Исходный отрывок.
-*-*-

Что касается третьего образа Луначарского, то меня вообще не очень интересует его социальный статус, который всегда был неопределен. Луначарский был с Лениным не потому, что совпадал с ленинскими взглядами, а потому, что тот действительно был ему симпатичен как человек. Луначарский был влюблен в Ленина «так искренно, так нежно», выдумывал, дорисовывал в нем такие странные качества (в очерке о Ленине у него фигурируют слова «милый», «капризный», даже «игривый»), что уж к Ленину совсем никак не идет; он признаётся, что во время заседаний Совета народных комиссаров смотрел на Ленина, совершенно не слушая других, а просто «впивая», как он говорит, речи, повадки любимого человека.
Влюблен он в него был потому, что на человека колеблющегося, выросшего в довольно нервной среде Ленин действительно производил впечатление: азарт, отвага, обаяние уверенности в нем были. Любо-дорого посмотреть на каприйские фотографии, на которых Ленин играет в шахматы с Богдановым, особенно на фотографию, где Богданов сидит, мрачно насупившись, уткнув бороду в грудь, а Ленин напротив него празднует победу. Самые, казалось бы, ненавидящие Ленина, или не знающие Ленина, или далекие от Ленина люди не могли сдержать умиления, видя, как этот «синьор Дринь-дринь», как прозвали его каприйские рыбаки, удит рыбу, или азартно полемизирует, или хохочет. На Капри до сих пор рассказывают знаменитый эпизод, когда Джиованни Спадаро, старый рыбак, произнес фразу: «Так смеяться может только честный человек». (Собственно, Джиованни Спадаро, пьяный, поднимался в гору, упал, и Ильич смеялся именно над этим, так что реплика старого рыбака имеет, прямо скажем, не совсем комплиментарный смысл.) И вот этот азарт, эту уверенность, эту страшную волю, волю падающего камня, как писал Куприн, Луначарский очень в Ленине любил, и тот, конечно, не мог не ответить взаимностью. Луначарскому многое прощалось. Даже издание поэмы «150 000 000» гигантским по тем временам пятитысячным тиражом, хотя Ленин писал, что издавать стоит 150 экземпляров для немногих любителей, легко сошло ему с рук: отделался ленинской фразой «А Луначарского сечь за футуризм».

-*-*-

Исходные строки.
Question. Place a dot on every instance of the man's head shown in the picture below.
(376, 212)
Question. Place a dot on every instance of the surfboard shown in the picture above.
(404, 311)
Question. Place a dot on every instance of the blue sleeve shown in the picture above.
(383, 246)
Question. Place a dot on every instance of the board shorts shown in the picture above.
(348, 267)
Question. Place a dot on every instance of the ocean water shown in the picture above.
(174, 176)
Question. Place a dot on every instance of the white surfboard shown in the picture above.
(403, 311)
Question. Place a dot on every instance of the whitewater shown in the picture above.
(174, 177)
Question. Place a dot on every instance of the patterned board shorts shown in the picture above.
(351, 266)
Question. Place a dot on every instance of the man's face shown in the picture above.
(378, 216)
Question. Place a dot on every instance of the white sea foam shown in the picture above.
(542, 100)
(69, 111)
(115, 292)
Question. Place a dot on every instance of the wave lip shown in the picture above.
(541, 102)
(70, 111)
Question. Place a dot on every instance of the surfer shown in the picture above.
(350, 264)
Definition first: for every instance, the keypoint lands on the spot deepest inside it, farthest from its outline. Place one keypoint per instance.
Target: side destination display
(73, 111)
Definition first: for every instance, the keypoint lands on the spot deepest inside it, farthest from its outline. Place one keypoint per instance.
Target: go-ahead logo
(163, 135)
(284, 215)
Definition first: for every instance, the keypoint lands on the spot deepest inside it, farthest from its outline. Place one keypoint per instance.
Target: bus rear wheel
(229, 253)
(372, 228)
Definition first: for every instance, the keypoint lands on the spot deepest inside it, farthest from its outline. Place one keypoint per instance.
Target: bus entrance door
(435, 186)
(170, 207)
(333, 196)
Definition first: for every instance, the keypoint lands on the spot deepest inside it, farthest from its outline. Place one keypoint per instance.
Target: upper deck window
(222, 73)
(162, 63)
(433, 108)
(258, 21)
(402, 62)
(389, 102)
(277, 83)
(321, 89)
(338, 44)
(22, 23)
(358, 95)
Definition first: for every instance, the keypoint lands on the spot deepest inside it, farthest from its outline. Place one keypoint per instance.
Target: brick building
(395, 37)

-*-*-

Задание. Перепишите без изменений часть отрывка о Луначарском и Ленине, начиная со слов «Что касается третьего» и заканчивая словами «повадки любимого человека.».

Выполненное задание.
Что касается третьего образа Луначарского, то меня вообще не очень интересует его социальный статус, который всегда был неопределен. Луначарский был с Лениным не потому, что совпадал с ленинскими взглядами, а потому, что тот действительно был ему симпатичен как человек. Луначарский был влюблен в Ленина «так искренно, так нежно», выдумывал, дорисовывал в нем такие странные качества (в очерке о Ленине у него фигурируют слова «милый», «капризный», даже «игривый»), что уж к Ленину совсем никак не идет; он признаётся, что во время заседаний Совета народных комиссаров смотрел на Ленина, совершенно не слушая других, а просто «впивая», как он говорит, речи, повадки любимого человека.